◆ Data under study ◆

========================

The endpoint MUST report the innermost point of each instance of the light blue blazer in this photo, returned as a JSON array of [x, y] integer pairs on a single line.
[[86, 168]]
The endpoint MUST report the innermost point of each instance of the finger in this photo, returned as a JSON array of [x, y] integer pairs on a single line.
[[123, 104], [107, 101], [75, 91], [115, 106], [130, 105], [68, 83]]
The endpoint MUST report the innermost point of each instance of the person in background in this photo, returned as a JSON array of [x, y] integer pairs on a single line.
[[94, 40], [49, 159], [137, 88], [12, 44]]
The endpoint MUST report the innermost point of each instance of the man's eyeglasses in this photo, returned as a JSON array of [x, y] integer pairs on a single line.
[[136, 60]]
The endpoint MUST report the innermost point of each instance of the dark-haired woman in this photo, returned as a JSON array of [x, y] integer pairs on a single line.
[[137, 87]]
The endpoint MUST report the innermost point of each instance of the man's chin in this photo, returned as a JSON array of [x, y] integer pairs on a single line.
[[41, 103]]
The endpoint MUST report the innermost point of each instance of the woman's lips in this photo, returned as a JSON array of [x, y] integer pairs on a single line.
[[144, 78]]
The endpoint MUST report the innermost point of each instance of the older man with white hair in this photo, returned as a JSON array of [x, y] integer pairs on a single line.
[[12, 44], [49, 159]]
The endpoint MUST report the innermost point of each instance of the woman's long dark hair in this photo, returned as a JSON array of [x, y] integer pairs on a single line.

========================

Please print the records above exactly, leaving nothing out.

◆ Exercise answer ◆
The endpoint MUST report the innermost point of each instance of the light blue blazer in this photo, returned as a JSON array of [x, y] integer pairs on a single line.
[[86, 168]]
The endpoint MUST report the innermost point of each instance of the finger in this photo, returned as a JSON array of [x, y] integer pairs on a single line.
[[123, 104], [107, 101], [75, 91], [115, 106], [130, 105], [68, 83]]
The endpoint MUST report the innermost point of each instance of the person in background in this photo, returned as a JSON array of [x, y] integer pairs on a single line.
[[94, 40], [49, 159], [137, 88], [12, 44]]
The endpoint MUST report the innermost point of each instance of the man's eyeglasses in this photo, returned as a JSON array of [x, y] integer pairs on a single line.
[[136, 60]]
The endpoint MUST report the innermost point of each instance of the dark-haired woman in this photo, returned as a JSON array of [x, y] integer pairs on a single line.
[[137, 87]]
The endpoint MUST report the innermost point of each instance of the man's chin in this photo, returned as a JSON array of [x, y] integer pairs on a single line.
[[41, 103]]
The endpoint MUST report the innermost point of each instance of the woman's lips in this photo, returned as a JSON array of [x, y] integer pairs on a single line.
[[144, 78]]
The endpoint MUST report the innermost point of each instance of the older man with white hair in this photo, returned as a JSON array of [x, y] integer pairs on a single line.
[[12, 44], [49, 159]]
The endpoint MUST report the innermost point of each instance of the woman's long dark hair in this photo, returned as a JSON array of [x, y] integer pairs on a single line.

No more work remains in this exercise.